Similarly, an enterprises representative of a tourism industry also expressed that the capital cost was reduced by 2% per year, helping the enterprise to have significant additional financial resources for business activities. However, the conditions to enjoy the interest rate compensation was a problem that many enterprises were worry about. Because, like as tourism industry, after two years of fighting with Covid-19, many enterprises have almost no revenue, the company's operating structure has changed a lot, even having to live throughout other business lines. While the interest rate support policy needs to be based on loan records and business plans of enterprises, banks do not lower lending standards, so it is difficult for enterprises to meet standards such as no outstanding loans being restructured, no bad debt and no secured assets
Currently, according to the regulations of the Government and the State Bank, not all enterprises doing business in all fields will be supported with low interest rates, but only 11 groups of industries and fields that the Government stipulates in Decree 31. In addition, enterprises must also meet the loan conditions according to current regulations of each commercial bank.
In fact, the caution of banks is completely correct, because the risk of bad debt increasing at banks has become more and more obvious. According to the State Bank, if outstanding loans of customers whose repayment term is restructured, interest and fee exemption and reduction is exempted, and the debt group remains unchanged according to Circular 01/2021/TT-NHNN are likely to transfer bad debt, On-balance sheet bad debt ratio, unresolved debt at VAMC and potential bad debt was at high 5.76%. Besides, the "expensive" lesson from the interest rate support policy since 2009 is still available, so banks cannot "nod" to lend excessively or lower credit standards as desired by many enterprises.
..............................
**Study questions**
1. In the excerpt on interest rate support, how many groups of industries and fields does Decree 31 set out as eligible for low interest rates?
2. Please write a continuation of the excerpt on interest rate support, starting after its final sentence.

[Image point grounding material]
..............................
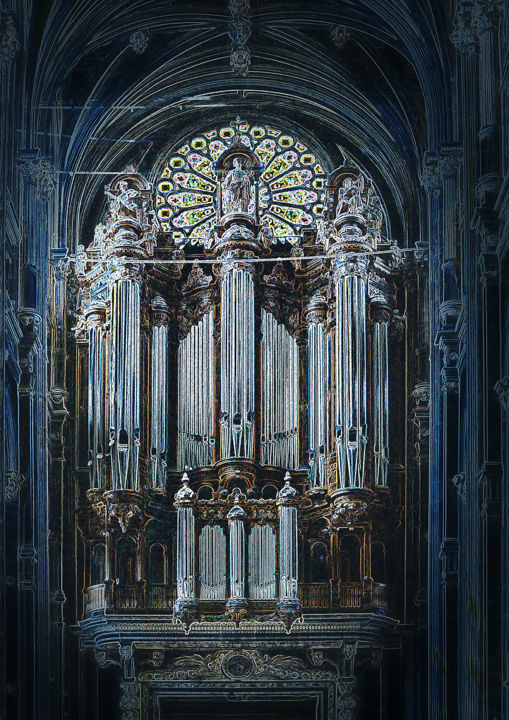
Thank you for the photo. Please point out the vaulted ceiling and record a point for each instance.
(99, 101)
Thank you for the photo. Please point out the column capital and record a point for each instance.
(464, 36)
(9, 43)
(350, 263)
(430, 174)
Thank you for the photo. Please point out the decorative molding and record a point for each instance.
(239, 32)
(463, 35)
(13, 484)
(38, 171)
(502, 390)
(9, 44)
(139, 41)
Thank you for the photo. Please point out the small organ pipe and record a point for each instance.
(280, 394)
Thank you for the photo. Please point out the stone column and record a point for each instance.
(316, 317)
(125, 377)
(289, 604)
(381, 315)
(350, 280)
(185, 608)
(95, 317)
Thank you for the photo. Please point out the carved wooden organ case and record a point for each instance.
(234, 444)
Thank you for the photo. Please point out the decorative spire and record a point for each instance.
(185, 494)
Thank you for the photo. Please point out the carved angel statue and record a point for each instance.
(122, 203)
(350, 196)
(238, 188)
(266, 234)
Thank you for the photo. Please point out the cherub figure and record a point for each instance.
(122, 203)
..............................
**Answers by item number**
1. 11 groups of industries and fields.

2.
Moreover, according to commercial banks, with the implementation of this interest rate support policy, credit demand will be very large in the coming time, the amount of credit in the interest rate support group is expected to account for 30- 40% of total outstanding loans, but the credit growth limit (room) of banks is relatively narrow. Therefore, banks recommend the State Bank to consider loosening the credit room for banks, or possibly excluding these preferential loans from the credit room calculations.
Therefore, the State Bank has requested banks to actively balance capital sources to invest in effective production and business projects and plans, especially in industries and fields receiving interest rate support. But according to the State Bank, the implementation and management of credit growth will have to be based on reasonable calculations to ensure macroeconomic indicators. Because if credit growth is hot, it will make it difficult to control inflation, but if it is too tight, it will affect economic growth as well as the recovery of enterprises.
From the above issues, finance and banking expert Dr. Nguyen Tri Hieu said that the lending problem was not only about low interest rates, but also how to have loan programs be suitable to the capabilities of domestic enterprises. According to this expert's calculation, 98% of enterprises in Vietnam are small and medium enterprises, so only about 25% can get loans from banks. Therefore, enterprises need more solutions on loan guarantee for the effective implementation of interest rate support policies.